Douleurs abdominales, urine rouge, hyponatrémie
Les «red flags» doivent mener au diagnostic

Douleurs abdominales, urine rouge, hyponatrémie

Der besondere Fall
Édition
2021/1516
DOI:
https://doi.org/10.4414/fms.2021.08600
Forum Med Suisse. 2021;21(1516):264-267

Affiliations
a Interdisziplinäre Intensivstation, Kantonsspital Baden; b Abteilung für Neurologie, Kantonsspital Baden; c Department für Innere Medizin, Kantonsspital Baden; d Medizinische Fakultät, Universität Zürich; e Molekulare Kardiologie, Universitätsspital Zürich; f Abteilung Endokrinologie, Diabetologie, Porphyrie, Porphyrie-Netzwerk, Stadtspital Waid und Triemli, Zürich

Publié le 13.04.2021

Une femme de 29 ans s’est présentée aux urgences en raison d’une constipation, de nausées et de douleurs spasmodiques qui avaient débuté trois jours auparavant, suite à la consommation de coquilles Saint-Jacques.

Contexte

Avec cette présentation de cas, nous souhaitons montrer que les douleurs abdominales peuvent être le premier symptôme de la porphyrie aiguë, qui est rare, grave et potentiellement fatale.

Présentation du cas

Anamnèse

Une femme de 29 ans s’est présentée au service des urgences en raison d’une constipation, de nausées et de douleurs spasmodiques. Les symptômes avaient débuté trois jours auparavant, suite à la consommation de coquilles Saint-Jacques. Au cours des années précédentes, des épisodes semblables avaient fait l’objet d’investigations gastro-entérologiques approfondies, y compris par gastroscopie et coloscopie. En raison d’une suspicion de dyspepsie fonctionnelle, un traitement au moyen de divers antalgiques et antidépresseurs avait été tenté, mais sans succès. Le seul médicament qui procurait un certain soulagement à la patiente était le métamizole. Le seul autre traitement médicamenteux que prenait la patiente était un contraceptif hormonal sous-cutané. L’anamnèse personnelle et l’anamnèse familiale étaient au demeurant sans particularités.

Données enregistrées »
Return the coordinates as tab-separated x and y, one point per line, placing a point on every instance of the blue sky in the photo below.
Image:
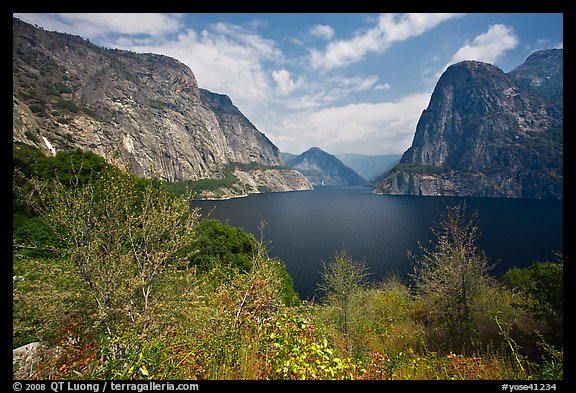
344	82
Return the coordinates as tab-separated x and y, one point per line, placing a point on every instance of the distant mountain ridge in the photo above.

Consigne de l'exercice » Transcrivez le passage de l'article sur la porphyrie aiguë en commençant par « Affiliations » et en poursuivant jusqu'à « et potentiellement fatale. ».

Corrigé de l'exercice »
Affiliations
a Interdisziplinäre Intensivstation, Kantonsspital Baden; b Abteilung für Neurologie, Kantonsspital Baden; c Department für Innere Medizin, Kantonsspital Baden; d Medizinische Fakultät, Universität Zürich; e Molekulare Kardiologie, Universitätsspital Zürich; f Abteilung Endokrinologie, Diabetologie, Porphyrie, Porphyrie-Netzwerk, Stadtspital Waid und Triemli, Zürich

Publié le 13.04.2021

Une femme de 29 ans s’est présentée aux urgences en raison d’une constipation, de nausées et de douleurs spasmodiques qui avaient débuté trois jours auparavant, suite à la consommation de coquilles Saint-Jacques.

Contexte

Avec cette présentation de cas, nous souhaitons montrer que les douleurs abdominales peuvent être le premier symptôme de la porphyrie aiguë, qui est rare, grave et potentiellement fatale.